GIVEN INSTRUCTION:
Which lines in the rows below contain the string "with"? Show every such line in full, counting a match only when the case is the same.

TASK DATA:
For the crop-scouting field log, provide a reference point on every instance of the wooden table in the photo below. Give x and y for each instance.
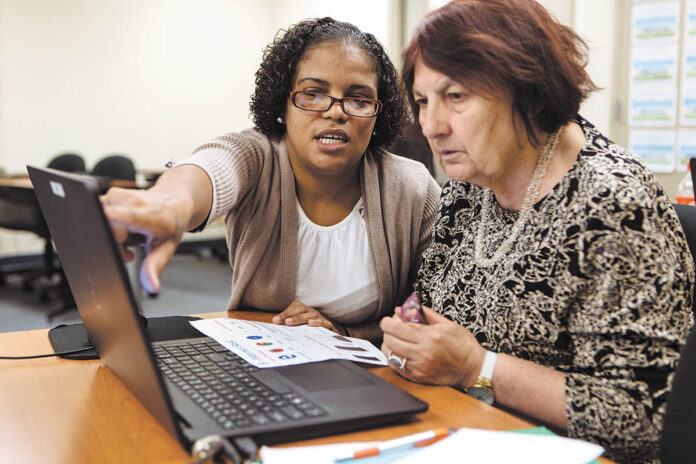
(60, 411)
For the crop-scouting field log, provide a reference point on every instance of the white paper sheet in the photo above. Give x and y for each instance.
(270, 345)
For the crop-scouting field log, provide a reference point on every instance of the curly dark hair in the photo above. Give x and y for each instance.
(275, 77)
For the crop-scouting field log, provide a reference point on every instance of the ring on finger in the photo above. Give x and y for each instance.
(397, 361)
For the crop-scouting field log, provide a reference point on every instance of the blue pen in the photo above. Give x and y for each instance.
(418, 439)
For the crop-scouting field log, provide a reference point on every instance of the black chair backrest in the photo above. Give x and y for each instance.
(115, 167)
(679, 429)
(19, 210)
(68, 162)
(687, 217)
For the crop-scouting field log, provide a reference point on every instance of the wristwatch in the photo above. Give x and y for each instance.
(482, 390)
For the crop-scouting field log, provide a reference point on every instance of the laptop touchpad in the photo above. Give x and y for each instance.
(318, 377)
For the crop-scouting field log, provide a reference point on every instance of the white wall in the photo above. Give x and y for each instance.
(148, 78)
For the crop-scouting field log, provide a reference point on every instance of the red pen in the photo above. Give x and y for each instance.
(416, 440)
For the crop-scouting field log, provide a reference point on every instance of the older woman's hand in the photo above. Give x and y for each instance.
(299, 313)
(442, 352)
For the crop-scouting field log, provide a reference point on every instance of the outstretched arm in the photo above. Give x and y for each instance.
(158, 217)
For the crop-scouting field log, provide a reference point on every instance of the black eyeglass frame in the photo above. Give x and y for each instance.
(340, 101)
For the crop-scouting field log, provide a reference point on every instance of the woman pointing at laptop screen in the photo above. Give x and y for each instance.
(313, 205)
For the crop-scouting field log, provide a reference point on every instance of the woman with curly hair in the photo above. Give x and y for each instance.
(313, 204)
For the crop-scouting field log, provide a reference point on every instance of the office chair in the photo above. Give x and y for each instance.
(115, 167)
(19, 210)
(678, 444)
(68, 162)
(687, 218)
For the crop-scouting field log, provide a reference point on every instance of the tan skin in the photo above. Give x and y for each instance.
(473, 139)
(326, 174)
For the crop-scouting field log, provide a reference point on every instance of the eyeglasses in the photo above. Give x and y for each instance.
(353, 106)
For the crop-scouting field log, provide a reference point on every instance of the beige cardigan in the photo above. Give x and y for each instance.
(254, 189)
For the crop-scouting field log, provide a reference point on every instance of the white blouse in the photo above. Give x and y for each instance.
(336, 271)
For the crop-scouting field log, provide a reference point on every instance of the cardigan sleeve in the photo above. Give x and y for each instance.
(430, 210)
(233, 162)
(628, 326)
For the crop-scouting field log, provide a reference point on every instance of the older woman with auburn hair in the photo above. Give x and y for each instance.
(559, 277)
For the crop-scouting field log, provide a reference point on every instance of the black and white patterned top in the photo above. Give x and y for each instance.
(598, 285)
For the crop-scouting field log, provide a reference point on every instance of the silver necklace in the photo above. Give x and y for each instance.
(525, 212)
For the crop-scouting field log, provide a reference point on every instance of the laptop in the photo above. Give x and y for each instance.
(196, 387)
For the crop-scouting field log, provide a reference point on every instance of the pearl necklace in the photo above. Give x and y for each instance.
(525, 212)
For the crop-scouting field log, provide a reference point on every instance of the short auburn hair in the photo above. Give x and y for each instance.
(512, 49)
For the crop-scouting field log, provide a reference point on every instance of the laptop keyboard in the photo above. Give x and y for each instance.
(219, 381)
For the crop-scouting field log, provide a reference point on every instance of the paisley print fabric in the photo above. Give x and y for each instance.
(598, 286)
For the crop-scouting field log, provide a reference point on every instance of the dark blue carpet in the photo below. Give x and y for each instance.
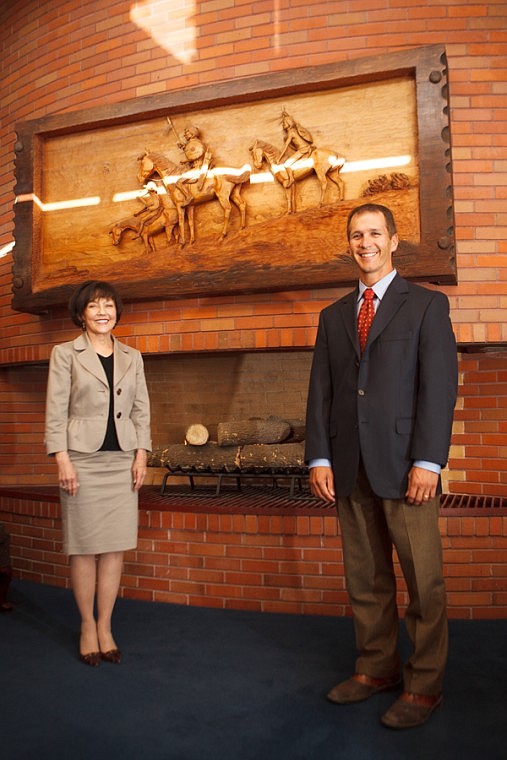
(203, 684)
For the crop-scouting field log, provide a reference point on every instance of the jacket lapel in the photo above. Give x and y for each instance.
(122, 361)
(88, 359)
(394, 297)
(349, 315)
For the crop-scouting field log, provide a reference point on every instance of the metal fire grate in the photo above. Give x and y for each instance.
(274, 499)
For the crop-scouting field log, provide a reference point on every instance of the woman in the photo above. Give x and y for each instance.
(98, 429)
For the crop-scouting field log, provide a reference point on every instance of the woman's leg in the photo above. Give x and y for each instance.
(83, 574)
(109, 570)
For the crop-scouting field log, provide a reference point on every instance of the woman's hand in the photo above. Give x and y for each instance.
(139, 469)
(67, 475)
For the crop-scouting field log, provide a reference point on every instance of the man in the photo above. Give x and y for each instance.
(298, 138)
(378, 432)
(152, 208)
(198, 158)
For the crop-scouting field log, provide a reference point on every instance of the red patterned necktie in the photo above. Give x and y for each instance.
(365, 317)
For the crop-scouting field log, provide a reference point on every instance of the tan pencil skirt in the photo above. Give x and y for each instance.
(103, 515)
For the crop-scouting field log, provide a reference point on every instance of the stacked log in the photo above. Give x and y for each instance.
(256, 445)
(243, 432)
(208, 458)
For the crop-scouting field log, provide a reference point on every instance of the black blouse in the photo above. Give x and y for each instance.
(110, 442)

* * *

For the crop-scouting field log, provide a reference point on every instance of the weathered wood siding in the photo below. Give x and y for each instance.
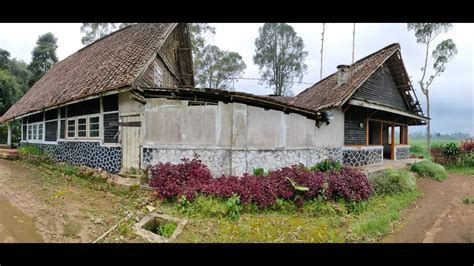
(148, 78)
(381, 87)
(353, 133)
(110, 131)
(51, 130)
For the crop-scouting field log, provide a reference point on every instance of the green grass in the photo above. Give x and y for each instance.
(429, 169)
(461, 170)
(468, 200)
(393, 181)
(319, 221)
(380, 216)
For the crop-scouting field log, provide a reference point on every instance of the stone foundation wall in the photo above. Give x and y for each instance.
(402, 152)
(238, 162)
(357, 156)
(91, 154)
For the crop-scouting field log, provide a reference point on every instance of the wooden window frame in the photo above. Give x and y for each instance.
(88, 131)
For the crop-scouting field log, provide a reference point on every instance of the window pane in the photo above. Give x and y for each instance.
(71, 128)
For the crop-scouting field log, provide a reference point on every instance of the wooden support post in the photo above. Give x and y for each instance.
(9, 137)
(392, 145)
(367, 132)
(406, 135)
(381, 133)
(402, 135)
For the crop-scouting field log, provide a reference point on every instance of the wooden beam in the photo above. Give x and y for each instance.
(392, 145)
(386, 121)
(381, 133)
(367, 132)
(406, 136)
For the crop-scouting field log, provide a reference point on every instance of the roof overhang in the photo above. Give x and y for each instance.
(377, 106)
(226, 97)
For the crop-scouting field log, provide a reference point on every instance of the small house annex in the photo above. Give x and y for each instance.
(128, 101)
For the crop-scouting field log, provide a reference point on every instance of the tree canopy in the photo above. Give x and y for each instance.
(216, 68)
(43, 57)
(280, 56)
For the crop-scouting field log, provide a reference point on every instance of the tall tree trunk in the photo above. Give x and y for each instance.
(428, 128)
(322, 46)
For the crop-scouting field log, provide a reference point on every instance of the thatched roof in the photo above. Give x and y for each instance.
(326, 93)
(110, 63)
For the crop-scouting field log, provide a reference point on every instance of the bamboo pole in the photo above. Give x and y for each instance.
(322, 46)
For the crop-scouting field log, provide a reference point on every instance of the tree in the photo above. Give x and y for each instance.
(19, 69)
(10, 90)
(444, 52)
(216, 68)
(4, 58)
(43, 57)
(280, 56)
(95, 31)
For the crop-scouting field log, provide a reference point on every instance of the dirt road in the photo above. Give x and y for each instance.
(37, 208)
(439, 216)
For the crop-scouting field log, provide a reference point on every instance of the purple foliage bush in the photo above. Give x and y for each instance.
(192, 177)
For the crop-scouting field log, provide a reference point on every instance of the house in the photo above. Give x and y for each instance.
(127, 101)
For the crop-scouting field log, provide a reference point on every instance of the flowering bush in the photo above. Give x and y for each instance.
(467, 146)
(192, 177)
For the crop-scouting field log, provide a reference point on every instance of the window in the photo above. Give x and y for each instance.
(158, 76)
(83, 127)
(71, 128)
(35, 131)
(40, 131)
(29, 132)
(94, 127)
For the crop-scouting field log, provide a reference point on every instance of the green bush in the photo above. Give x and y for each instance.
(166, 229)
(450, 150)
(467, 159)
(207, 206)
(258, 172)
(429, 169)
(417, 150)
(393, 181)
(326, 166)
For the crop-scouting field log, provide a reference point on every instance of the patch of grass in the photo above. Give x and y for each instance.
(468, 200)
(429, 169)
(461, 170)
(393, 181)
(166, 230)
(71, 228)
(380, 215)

EXERCISE OUTPUT:
For the crop-scouting field log, provide a reference point on every instance of the woman with curly hair in the photo above. Give x and y for each instance.
For the crop-scouting field log, provide a reference point on every instance of the older woman with auburn hair in the photo above. Give x and y for each instance.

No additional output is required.